• [Tasks to perform]
**a)** Please update the text on China's beef imports from "The meat yield" up to and including "and 700kg respectively.", replacing "meat yield" with "carcass yield".
**b)** According to the text on China's beef imports, by what percentage does the Chinese government's guideline aim to increase local beef production by 2020?

China is set to import up to 20 percent more beef every year for the next five in the wake of declining domestic production, according to a new research report by Rabobank International. This spells good news for fund managers focusing on the beef sector in countries such as Australia.
The Chinese government’s ‘Guideline for Beef Industry Development Towards 2020’ initiative aims to support the industry and increase local production by 13.8 percent by 2015 and 24.8 percent by 2020, some 7.86 million tonnes, but this will not catch up with growing demand. Beef is an increasingly popular source of protein in China as incomes rise, particularly among people living in cities.
Source: Rabobank, 2014
China’s beef cattle stock has been declining since 2004 and could worsen as beef cattle farmers shift their focus to other forms of agribusiness, according to Chenjun Pan, the report’s author in Rabobank’s food and agribusiness research and advisory department.
“There are a number of reasons why China has seen such a serious drop in beef production,” writes Pan in the report. “First, until recently, there has been a lack of government support. Compared with the pork and poultry sectors, beef cattle receives the least amount of support… Second, China’s beef cattle productivity is very low compared with other major beef-producing countries, making China uncompetitive and allowing imports to gradually eat up local market share.”
The meat yield in China’s beef sector is only between 40 percent and 45 percent, compared with 55 percent in Australia and the US. Furthermore the weight of the cows at slaughter in China are quite a bit less than in those developed markets at 500kg and 700kg respectively.

• [Natural-language object grounding records]
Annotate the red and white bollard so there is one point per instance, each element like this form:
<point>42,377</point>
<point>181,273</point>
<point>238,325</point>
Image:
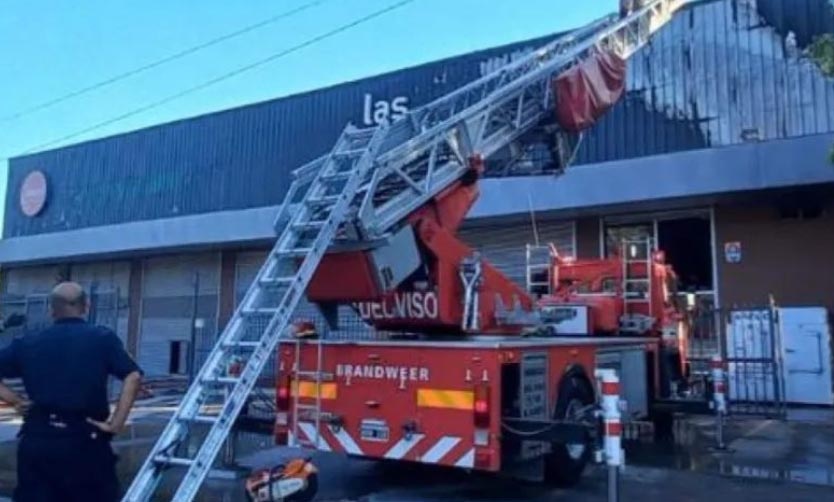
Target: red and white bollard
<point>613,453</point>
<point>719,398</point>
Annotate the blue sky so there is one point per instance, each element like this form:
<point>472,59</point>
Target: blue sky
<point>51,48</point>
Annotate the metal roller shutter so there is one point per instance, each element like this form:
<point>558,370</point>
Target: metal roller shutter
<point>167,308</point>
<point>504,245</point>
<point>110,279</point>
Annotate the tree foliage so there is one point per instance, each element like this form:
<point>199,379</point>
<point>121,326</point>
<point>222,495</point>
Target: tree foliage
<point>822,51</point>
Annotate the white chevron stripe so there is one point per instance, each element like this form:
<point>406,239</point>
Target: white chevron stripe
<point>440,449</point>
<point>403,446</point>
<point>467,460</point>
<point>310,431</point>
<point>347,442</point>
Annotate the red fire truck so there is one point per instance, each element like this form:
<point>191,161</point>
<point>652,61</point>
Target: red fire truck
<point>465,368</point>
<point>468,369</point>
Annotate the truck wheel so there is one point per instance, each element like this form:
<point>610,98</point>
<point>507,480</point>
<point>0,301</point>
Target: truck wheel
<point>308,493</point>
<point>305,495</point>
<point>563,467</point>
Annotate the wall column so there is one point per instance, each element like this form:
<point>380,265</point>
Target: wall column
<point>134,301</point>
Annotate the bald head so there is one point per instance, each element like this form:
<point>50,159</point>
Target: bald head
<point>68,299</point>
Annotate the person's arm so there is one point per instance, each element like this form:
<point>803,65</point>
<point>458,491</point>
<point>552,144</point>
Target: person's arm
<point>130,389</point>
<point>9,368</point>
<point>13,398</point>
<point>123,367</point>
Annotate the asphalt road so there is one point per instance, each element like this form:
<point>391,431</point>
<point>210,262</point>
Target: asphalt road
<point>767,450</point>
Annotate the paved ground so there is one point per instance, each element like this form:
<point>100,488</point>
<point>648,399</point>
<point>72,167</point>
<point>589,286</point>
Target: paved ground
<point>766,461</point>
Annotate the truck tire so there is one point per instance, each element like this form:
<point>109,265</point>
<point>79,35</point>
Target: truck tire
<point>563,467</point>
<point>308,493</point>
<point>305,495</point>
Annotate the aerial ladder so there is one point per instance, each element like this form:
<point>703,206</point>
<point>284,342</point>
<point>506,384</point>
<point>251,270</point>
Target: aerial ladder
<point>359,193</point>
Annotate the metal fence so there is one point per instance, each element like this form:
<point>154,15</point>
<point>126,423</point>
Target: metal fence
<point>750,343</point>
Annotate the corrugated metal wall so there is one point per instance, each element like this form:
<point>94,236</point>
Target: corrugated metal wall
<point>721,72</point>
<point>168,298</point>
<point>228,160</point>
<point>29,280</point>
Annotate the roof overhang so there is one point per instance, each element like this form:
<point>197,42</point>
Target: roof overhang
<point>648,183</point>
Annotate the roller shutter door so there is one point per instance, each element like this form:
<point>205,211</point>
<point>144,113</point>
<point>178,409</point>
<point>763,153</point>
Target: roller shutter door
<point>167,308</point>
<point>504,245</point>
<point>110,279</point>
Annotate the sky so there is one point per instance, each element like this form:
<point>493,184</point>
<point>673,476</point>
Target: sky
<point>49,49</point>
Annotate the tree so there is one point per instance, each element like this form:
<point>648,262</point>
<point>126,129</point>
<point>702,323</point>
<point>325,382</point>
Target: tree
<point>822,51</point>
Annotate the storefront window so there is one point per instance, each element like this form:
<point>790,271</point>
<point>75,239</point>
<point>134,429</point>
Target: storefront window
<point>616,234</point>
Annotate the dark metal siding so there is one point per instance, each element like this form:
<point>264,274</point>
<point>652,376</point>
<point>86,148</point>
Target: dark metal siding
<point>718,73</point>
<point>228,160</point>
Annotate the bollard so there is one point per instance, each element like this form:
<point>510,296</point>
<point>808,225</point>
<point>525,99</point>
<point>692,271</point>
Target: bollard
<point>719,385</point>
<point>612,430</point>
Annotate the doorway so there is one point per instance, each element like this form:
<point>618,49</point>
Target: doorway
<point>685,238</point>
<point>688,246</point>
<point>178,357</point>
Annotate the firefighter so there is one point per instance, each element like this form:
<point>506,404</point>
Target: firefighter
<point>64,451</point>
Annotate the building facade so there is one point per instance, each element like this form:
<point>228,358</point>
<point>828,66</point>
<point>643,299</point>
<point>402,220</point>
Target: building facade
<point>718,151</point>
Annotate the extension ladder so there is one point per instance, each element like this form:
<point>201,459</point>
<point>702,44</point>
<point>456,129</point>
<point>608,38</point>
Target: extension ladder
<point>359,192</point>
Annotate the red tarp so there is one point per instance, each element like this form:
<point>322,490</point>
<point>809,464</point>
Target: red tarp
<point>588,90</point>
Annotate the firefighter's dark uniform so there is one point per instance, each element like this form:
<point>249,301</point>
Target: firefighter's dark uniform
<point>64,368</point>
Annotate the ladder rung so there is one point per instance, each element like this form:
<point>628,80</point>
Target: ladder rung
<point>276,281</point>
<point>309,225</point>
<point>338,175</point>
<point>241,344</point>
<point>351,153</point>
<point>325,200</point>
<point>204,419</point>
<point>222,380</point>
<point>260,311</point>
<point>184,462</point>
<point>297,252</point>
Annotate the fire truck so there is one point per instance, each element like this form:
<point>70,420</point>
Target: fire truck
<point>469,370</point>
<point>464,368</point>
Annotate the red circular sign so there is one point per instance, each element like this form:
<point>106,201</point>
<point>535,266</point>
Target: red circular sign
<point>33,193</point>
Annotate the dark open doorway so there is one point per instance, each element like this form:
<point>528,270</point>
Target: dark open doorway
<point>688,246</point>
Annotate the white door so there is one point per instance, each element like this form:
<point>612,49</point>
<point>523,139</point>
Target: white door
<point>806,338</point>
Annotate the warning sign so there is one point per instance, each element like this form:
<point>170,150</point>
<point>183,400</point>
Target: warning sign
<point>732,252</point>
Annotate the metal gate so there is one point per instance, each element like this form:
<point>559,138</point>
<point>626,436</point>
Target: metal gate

• [Solution list]
**a)**
The carcass yield in China’s beef sector is only between 40 percent and 45 percent, compared with 55 percent in Australia and the US. Furthermore the weight of the cows at slaughter in China are quite a bit less than in those developed markets at 500kg and 700kg respectively.

**b)** By 24.8 percent, some 7.86 million tonnes.